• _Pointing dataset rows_
>>>

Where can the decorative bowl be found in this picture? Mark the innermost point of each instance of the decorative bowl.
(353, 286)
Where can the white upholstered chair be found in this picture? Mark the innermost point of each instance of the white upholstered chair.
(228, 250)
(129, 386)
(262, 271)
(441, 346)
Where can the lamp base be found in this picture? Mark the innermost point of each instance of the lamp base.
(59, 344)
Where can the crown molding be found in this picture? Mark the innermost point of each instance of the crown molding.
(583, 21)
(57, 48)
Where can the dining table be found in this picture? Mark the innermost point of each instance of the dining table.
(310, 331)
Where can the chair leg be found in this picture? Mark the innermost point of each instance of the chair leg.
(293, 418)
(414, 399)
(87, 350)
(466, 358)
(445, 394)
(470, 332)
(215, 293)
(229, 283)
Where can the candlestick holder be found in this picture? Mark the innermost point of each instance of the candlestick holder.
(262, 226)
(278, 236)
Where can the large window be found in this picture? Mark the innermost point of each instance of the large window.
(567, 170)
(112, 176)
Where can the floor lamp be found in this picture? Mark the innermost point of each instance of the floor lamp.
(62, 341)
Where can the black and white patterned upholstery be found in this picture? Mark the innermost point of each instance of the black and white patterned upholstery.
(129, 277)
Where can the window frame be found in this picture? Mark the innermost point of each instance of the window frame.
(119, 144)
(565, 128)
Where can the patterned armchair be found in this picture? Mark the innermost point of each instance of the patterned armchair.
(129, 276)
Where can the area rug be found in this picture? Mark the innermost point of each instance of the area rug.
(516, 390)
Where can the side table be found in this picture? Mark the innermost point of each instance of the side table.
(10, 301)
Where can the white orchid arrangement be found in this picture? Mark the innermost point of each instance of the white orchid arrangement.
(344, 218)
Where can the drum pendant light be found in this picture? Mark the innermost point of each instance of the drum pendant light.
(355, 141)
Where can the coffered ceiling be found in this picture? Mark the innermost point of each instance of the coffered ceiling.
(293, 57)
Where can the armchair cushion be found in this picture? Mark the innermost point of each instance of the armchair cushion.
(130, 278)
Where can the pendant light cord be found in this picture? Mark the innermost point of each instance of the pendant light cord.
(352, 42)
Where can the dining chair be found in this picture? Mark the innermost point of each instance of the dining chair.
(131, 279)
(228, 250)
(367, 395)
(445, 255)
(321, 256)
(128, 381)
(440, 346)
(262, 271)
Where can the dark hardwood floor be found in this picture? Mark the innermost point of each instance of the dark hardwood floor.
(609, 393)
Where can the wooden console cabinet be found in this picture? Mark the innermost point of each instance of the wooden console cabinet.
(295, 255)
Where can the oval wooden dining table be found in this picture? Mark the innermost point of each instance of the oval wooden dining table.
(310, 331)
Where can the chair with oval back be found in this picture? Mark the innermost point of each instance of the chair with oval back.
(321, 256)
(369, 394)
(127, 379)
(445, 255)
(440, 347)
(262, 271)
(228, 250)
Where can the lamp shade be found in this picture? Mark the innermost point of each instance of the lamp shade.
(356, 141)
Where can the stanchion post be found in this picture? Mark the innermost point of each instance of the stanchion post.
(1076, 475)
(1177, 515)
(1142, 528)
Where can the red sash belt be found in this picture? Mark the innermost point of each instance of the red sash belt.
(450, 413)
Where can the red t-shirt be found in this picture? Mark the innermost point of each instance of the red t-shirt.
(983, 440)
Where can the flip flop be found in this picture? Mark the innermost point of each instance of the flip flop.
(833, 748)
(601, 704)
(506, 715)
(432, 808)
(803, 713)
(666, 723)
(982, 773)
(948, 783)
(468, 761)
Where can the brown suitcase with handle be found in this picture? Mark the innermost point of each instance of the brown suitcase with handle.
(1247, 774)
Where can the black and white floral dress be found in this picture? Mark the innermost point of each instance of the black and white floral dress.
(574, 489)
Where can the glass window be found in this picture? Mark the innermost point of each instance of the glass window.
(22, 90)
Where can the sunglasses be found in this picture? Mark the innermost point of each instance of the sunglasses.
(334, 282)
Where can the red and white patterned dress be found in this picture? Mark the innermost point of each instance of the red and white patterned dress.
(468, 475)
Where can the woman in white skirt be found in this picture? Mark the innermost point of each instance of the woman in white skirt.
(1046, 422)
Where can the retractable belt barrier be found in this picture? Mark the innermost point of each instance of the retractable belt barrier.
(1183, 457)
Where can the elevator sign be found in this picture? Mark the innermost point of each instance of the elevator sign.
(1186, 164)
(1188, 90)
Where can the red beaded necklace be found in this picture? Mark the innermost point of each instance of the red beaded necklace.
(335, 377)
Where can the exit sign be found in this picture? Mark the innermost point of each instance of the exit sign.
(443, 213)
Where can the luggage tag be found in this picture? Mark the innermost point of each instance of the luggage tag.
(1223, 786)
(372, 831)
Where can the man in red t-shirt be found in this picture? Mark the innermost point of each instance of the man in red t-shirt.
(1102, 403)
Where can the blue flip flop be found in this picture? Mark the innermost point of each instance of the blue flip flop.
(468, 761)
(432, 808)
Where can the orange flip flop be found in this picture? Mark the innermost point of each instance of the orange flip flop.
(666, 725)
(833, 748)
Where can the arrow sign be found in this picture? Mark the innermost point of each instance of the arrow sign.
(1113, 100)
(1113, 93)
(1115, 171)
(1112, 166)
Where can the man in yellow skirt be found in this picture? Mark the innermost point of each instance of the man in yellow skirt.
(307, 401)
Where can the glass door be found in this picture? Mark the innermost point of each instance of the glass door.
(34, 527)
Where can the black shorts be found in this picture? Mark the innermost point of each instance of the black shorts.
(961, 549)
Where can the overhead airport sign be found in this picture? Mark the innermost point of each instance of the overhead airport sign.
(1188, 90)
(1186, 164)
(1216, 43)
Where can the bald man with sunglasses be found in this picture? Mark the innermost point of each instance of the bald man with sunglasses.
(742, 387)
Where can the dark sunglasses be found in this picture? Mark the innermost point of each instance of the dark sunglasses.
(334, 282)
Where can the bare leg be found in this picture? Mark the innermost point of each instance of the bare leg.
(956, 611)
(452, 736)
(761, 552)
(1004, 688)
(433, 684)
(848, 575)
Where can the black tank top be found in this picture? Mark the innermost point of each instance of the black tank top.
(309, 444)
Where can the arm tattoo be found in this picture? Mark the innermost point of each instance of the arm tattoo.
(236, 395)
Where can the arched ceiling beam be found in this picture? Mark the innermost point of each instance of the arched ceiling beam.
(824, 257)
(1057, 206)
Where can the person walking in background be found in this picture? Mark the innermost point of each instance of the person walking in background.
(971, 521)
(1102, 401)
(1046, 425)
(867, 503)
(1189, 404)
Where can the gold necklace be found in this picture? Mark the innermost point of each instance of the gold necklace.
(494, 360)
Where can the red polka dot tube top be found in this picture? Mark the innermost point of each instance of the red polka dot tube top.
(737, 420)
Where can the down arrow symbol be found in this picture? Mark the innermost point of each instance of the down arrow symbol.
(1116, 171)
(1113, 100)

<<<

• _Brief_
Output every line of the rows above as a JSON list of strings, with one string per line and blank lines left out.

• _Answer to this exercise_
[
  "Where can the decorative bowl be found in this picture? Mark the innermost point of each instance of the decorative bowl.",
  "(353, 286)",
  "Where can the white upholstered chair be found in this picture? Mark the innermost point of each instance of the white upholstered chair.",
  "(228, 250)",
  "(129, 386)",
  "(262, 271)",
  "(441, 346)",
  "Where can the lamp base be found in this picture? Mark the innermost point of each instance of the lamp base.",
  "(59, 344)",
  "Where can the crown molding be found in this picture? Mark the innermost point of each instance of the crown molding.",
  "(583, 21)",
  "(57, 48)",
  "Where can the dining table be found in this picture? Mark the innermost point of each instance of the dining table.",
  "(310, 331)",
  "Where can the chair leg be found in this picture? Mark the innermost point of each instance of the chair leg.",
  "(293, 418)",
  "(414, 399)",
  "(87, 350)",
  "(466, 358)",
  "(445, 394)",
  "(470, 332)",
  "(215, 293)",
  "(229, 283)",
  "Where can the candlestick holder be found in this picture? Mark the innermost point of each instance of the candlestick holder.",
  "(262, 226)",
  "(278, 236)",
  "Where can the large window be found in this picture? Mark the innermost point of each instance of the large window.",
  "(567, 170)",
  "(112, 176)",
  "Where can the floor lamp be found in this picture? Mark the innermost point of each instance of the floor lamp.",
  "(62, 341)",
  "Where can the black and white patterned upholstery be found in this picture? Mark the innermost point of each instance of the black and white patterned upholstery.",
  "(129, 277)",
  "Where can the window frame be found in this picture? Mark the innermost point of each instance of the window frame.",
  "(119, 144)",
  "(565, 128)",
  "Where can the patterned armchair be found in this picture? Mark the innermost point of each instance of the patterned armchair.",
  "(129, 276)",
  "Where can the area rug be found in this picture? Mark the innermost point of each instance of the area rug.",
  "(516, 390)",
  "Where can the side table be found in this picture? Mark the innermost point of each instance of the side table.",
  "(10, 301)",
  "Where can the white orchid arrangement be found in this picture? Mark the innermost point of each instance of the white orchid arrangement.",
  "(344, 218)",
  "Where can the drum pendant light be found in this picture? Mark the innermost point of each instance of the drum pendant light.",
  "(355, 141)",
  "Where can the coffered ceiling be found in this picture? Mark the innermost point of each instance of the coffered ceiling.",
  "(293, 57)",
  "Where can the armchair cushion be found in this picture? Mark the innermost point of each instance of the armchair cushion.",
  "(130, 278)",
  "Where can the pendant light cord be found in this picture? Mark the innermost point of each instance of the pendant light cord.",
  "(352, 42)",
  "Where can the dining chair be found in this picture? Mark the innermost point of each instance of the dining chair.",
  "(131, 279)",
  "(228, 250)",
  "(367, 395)",
  "(445, 255)",
  "(321, 256)",
  "(128, 381)",
  "(440, 346)",
  "(262, 271)",
  "Where can the dark hardwood floor be found in this picture? Mark the innermost point of each instance of the dark hardwood floor.",
  "(609, 393)",
  "Where can the wooden console cabinet be found in this picture? Mark the innermost point of each instance of the wooden console cabinet.",
  "(295, 255)",
  "Where can the oval wooden dining table be found in this picture? Mark the innermost point of each instance of the oval wooden dining table.",
  "(310, 331)",
  "Where can the chair with oval back be found in this picture? Mark the innermost point of each instance of the chair with oval back.",
  "(321, 256)",
  "(369, 394)",
  "(127, 379)",
  "(445, 255)",
  "(440, 347)",
  "(262, 271)",
  "(228, 250)",
  "Where can the lamp shade be found in this picture? Mark the innermost point of each instance of the lamp shade.",
  "(356, 141)",
  "Where can the stanchion post be found in this picture? Mark the innermost point of each instance of the stanchion post.",
  "(1076, 475)",
  "(1177, 515)",
  "(1142, 528)",
  "Where can the red sash belt be found in this picture? Mark the innermost point of each instance of the red sash belt.",
  "(450, 413)",
  "Where can the red t-shirt be found in this picture? Mark the innermost point of each instance of the red t-shirt.",
  "(983, 440)",
  "Where can the flip flop be found in this picture? Mark the innermost point of each instance of the flip flop.",
  "(833, 748)",
  "(601, 704)",
  "(506, 715)",
  "(432, 808)",
  "(803, 713)",
  "(666, 723)",
  "(982, 773)",
  "(948, 783)",
  "(468, 761)",
  "Where can the brown suitcase with handle be found in this picture? Mark the innermost point of each instance of the brown suitcase with handle.",
  "(1247, 774)",
  "Where can the black and white floral dress be found in this picture? Mark the innermost point of each instance of the black and white floral dress.",
  "(574, 489)",
  "Where can the glass window be found in this picture? Mark the innermost point of each instance of the glass window.",
  "(22, 90)",
  "Where can the sunglasses be found in this picture? Mark the innermost point of each instance of the sunglasses.",
  "(334, 282)",
  "Where can the red and white patterned dress be found in this picture? Mark the innermost point of each instance of the red and white patterned dress.",
  "(468, 475)",
  "Where can the woman in white skirt be found in this picture? Mark the innermost point of each instance of the woman in white skirt.",
  "(1046, 422)",
  "Where can the retractable belt barrier be found in this picture? Mark the innermost point of each instance of the retractable belt barrier.",
  "(1183, 457)",
  "Where can the elevator sign be found in this picture? Mark the innermost point of each instance of the elevator sign.",
  "(1186, 164)",
  "(1188, 90)",
  "Where can the red beaded necklace be found in this picture? Mark the innermost point of each instance of the red beaded necklace.",
  "(335, 377)",
  "Where can the exit sign be found in this picture? Mark the innermost point of each instance of the exit sign.",
  "(443, 213)",
  "Where can the luggage tag be found in this picture? Mark the innermost point of each instance of the luggage tag.",
  "(1223, 786)",
  "(372, 831)",
  "Where can the man in red t-shirt be found in this picture? Mark the innermost point of each instance of the man in red t-shirt.",
  "(1102, 403)",
  "Where can the blue flip flop be found in this picture? Mark the innermost point of each instance of the blue flip flop.",
  "(468, 761)",
  "(432, 808)",
  "Where can the orange flip flop be found in this picture? Mark the innermost point of each instance of the orange flip flop.",
  "(666, 725)",
  "(833, 748)",
  "Where can the arrow sign be found in this picture? Mark the innermost point of each instance of the arrow sign.",
  "(1113, 100)",
  "(1113, 93)",
  "(1115, 171)",
  "(1112, 166)",
  "Where can the man in yellow skirt be found in this picture? Mark the innermost point of each instance of the man in yellow skirt.",
  "(307, 401)",
  "Where can the glass door be found in this picture? Mark the innermost point of each instance of the glass door.",
  "(34, 527)",
  "Where can the black shorts be found in this picture? Mark the innermost point of each instance of the black shorts.",
  "(961, 549)",
  "Where can the overhead airport sign be found in this picture? Mark the innermost point of each instance of the overhead airport sign.",
  "(1188, 90)",
  "(1186, 164)",
  "(1216, 43)",
  "Where can the bald man with sunglasses be found in this picture? Mark the innermost point of each instance of the bald man with sunglasses.",
  "(742, 387)",
  "Where can the dark sunglasses be found in this picture? Mark the innermost point of each instance of the dark sunglasses.",
  "(334, 282)",
  "Where can the bare leg be found in this picture? Mark the innermost point of each instance of the bare leg.",
  "(956, 611)",
  "(452, 736)",
  "(761, 552)",
  "(1004, 688)",
  "(433, 684)",
  "(848, 575)",
  "Where can the black tank top be found in this picture? Mark the innermost point of each instance of the black tank top.",
  "(309, 444)",
  "Where can the arm tattoo be found in this picture? Mark the innermost point of each instance of the arm tattoo.",
  "(236, 395)",
  "Where can the arched ceiling beam be found in this picture? Mark the innermost point of each instance of the arched ceiling beam.",
  "(824, 257)",
  "(1057, 206)",
  "Where can the person walking in background be found in this picture? Mark the innermost point of each instance of the person walking in background.",
  "(971, 521)",
  "(1102, 401)",
  "(1046, 425)",
  "(867, 503)",
  "(1189, 404)",
  "Where can the gold necklace be found in this picture? Mark the innermost point of each instance of the gold necklace.",
  "(494, 360)",
  "Where can the red polka dot tube top be found in this picture? Mark the innermost point of each instance of the red polka dot tube top.",
  "(737, 420)",
  "Where can the down arrow symbol be found in this picture? Mark the innermost point of each instance of the down arrow symbol.",
  "(1116, 171)",
  "(1113, 100)"
]